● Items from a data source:
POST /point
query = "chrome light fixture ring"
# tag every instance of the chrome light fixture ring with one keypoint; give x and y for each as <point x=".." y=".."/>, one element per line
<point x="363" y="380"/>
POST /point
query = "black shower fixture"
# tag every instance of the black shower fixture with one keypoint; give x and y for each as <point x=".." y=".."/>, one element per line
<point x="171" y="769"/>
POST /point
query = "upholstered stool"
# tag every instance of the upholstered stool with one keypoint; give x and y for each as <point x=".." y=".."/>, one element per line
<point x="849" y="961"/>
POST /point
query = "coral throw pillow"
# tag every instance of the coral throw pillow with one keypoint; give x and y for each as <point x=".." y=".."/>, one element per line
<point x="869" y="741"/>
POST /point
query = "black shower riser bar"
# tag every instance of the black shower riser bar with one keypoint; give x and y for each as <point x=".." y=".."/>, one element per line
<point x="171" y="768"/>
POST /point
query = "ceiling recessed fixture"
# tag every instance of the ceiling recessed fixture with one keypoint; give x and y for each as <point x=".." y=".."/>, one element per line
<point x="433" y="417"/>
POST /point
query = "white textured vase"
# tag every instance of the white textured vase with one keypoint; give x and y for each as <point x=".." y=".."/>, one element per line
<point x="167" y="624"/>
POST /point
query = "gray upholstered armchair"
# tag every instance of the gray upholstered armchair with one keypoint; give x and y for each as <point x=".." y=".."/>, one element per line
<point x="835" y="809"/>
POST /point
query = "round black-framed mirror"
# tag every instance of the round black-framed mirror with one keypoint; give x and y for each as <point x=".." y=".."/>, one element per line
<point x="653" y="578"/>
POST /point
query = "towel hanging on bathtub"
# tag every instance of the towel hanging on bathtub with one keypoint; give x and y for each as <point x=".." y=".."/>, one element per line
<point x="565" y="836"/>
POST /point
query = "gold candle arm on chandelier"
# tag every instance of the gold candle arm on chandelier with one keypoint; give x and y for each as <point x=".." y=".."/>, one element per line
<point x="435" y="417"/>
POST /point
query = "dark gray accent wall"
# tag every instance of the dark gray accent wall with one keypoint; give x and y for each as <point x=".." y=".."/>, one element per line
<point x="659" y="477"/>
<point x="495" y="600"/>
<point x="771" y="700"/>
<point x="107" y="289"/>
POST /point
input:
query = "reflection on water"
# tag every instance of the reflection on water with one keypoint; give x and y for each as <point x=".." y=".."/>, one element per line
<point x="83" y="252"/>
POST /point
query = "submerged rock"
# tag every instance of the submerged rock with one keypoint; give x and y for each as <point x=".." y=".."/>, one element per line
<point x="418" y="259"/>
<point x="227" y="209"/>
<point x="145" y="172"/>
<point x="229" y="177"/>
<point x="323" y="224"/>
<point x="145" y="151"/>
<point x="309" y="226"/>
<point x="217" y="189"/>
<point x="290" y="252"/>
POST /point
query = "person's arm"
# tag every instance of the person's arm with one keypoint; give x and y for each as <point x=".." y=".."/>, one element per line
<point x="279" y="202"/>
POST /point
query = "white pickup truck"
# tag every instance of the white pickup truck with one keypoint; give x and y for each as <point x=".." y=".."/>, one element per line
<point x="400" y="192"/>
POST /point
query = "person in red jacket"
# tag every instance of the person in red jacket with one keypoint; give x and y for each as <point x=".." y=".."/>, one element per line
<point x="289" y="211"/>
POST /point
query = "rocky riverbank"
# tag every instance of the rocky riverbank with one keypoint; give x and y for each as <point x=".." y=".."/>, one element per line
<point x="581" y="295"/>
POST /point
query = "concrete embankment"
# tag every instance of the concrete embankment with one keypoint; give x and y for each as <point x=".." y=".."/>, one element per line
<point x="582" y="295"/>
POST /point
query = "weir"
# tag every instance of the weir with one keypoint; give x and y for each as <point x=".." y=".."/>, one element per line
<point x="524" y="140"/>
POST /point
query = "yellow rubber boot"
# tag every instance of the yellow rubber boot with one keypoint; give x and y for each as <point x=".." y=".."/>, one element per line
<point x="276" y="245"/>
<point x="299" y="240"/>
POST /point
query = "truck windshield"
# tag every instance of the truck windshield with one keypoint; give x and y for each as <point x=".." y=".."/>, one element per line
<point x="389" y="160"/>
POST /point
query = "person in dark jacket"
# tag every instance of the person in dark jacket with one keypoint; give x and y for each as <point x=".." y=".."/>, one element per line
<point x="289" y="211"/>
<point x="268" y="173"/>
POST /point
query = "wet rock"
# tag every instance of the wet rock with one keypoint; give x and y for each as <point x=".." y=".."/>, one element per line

● PROMPT: Quote each line above in full, word for word.

● REPLY TO THE TASK:
POST /point
query = "chrome light fixture ring"
# tag every instance of the chrome light fixture ring with one keypoint; give x and y for each as <point x=".." y=".."/>, one element per line
<point x="363" y="380"/>
POST /point
query = "black shower fixture"
# tag every instance of the black shower fixture with one keypoint; give x and y for each as <point x=".." y=".."/>, one element per line
<point x="171" y="769"/>
POST /point
query = "upholstered stool"
# tag every instance of the upholstered stool with one keypoint; give x and y for each as <point x=".." y=".."/>, one element per line
<point x="849" y="961"/>
POST /point
query = "coral throw pillow"
# tag every instance of the coral throw pillow with one keypoint; give x and y for each as <point x=".." y=".."/>, one element per line
<point x="869" y="741"/>
POST /point
query = "black shower riser bar"
# tag every instance of the black shower riser bar with one keypoint; give x and y for each as <point x=".." y=".."/>, one element per line
<point x="171" y="768"/>
POST /point
query = "ceiling recessed fixture"
# tag every instance of the ceiling recessed fixture with one keypoint; give x and y for each as <point x=".." y=".."/>, one element per line
<point x="433" y="417"/>
POST /point
query = "white textured vase"
# tag every instance of the white textured vase with one keypoint; give x and y for each as <point x=".." y=".."/>, one element per line
<point x="167" y="624"/>
POST /point
query = "gray upholstered armchair"
# tag every instance of the gray upholstered armchair with one keypoint; give x and y for each as <point x=".." y=".."/>, one element per line
<point x="835" y="809"/>
POST /point
query = "round black-framed mirror"
# tag every instance of the round black-framed mirror with one keypoint; give x and y for each as <point x=".." y=".."/>, one element per line
<point x="653" y="578"/>
POST /point
query = "towel hanging on bathtub"
# tag every instance of the towel hanging on bathtub with one keypoint; give x and y for each as <point x=".." y=".."/>, one element per line
<point x="565" y="836"/>
POST /point
query = "gold candle arm on chandelier"
# tag every instance of the gold candle arm on chandelier with one keypoint; give x and y for each as <point x=".." y=".."/>, one element per line
<point x="435" y="417"/>
POST /point
query = "dark gray accent wall"
# tag every instance of the dark gray accent wall with one keypoint; give x and y for each as <point x=".." y=".."/>, one element per line
<point x="659" y="477"/>
<point x="495" y="600"/>
<point x="771" y="700"/>
<point x="107" y="289"/>
POST /point
input:
query = "reflection on water"
# tag every instance of the reflection on water with one keypoint; give x and y for each as <point x=".." y=".."/>, one element per line
<point x="83" y="252"/>
POST /point
query = "submerged rock"
# tag every instance of the submerged rock with one keypoint; give x and y for each as <point x=".." y=".."/>, one element per line
<point x="418" y="259"/>
<point x="227" y="209"/>
<point x="145" y="172"/>
<point x="229" y="177"/>
<point x="323" y="224"/>
<point x="145" y="151"/>
<point x="309" y="226"/>
<point x="217" y="189"/>
<point x="290" y="252"/>
POST /point
query = "person's arm"
# tag every instance of the person's arm with one keypoint; give x and y for each as <point x=".." y=".."/>, one element per line
<point x="279" y="202"/>
POST /point
query = "white pickup truck"
# tag every instance of the white pickup truck with one keypoint; give x and y for each as <point x=".." y=".."/>, one element per line
<point x="400" y="192"/>
POST /point
query = "person in red jacket"
# tag every instance of the person in red jacket with one keypoint; give x and y for each as <point x=".." y=".."/>, one element per line
<point x="289" y="211"/>
POST /point
query = "rocky riverbank"
# tag every instance of the rocky riverbank with one keypoint; give x and y for each as <point x=".." y=".."/>, one element per line
<point x="581" y="295"/>
POST /point
query = "concrete embankment"
# tag every instance of the concrete embankment with one keypoint; give x and y for each as <point x=".." y=".."/>, one element per line
<point x="582" y="295"/>
POST /point
query = "weir"
# tag every instance of the weir with one keypoint; give x and y for each as <point x=".." y=".."/>, one element per line
<point x="524" y="140"/>
POST /point
query = "yellow rubber boot"
# tag every instance of the yellow rubber boot with one keypoint; give x and y for each as <point x=".." y=".."/>, one element per line
<point x="276" y="245"/>
<point x="299" y="240"/>
POST /point
query = "truck windshield"
# tag every instance of the truck windshield with one keypoint; give x and y for each as <point x=".." y=".."/>, one element per line
<point x="389" y="160"/>
POST /point
query = "person in dark jacket"
# tag every instance of the person in dark jacket with one keypoint; give x and y for each as <point x=".." y=".."/>, one element per line
<point x="289" y="211"/>
<point x="268" y="173"/>
POST /point
query = "wet rock"
# tag every instance of the wet rock with one keypoint; give x and y for each as <point x=".." y=".."/>, one element per line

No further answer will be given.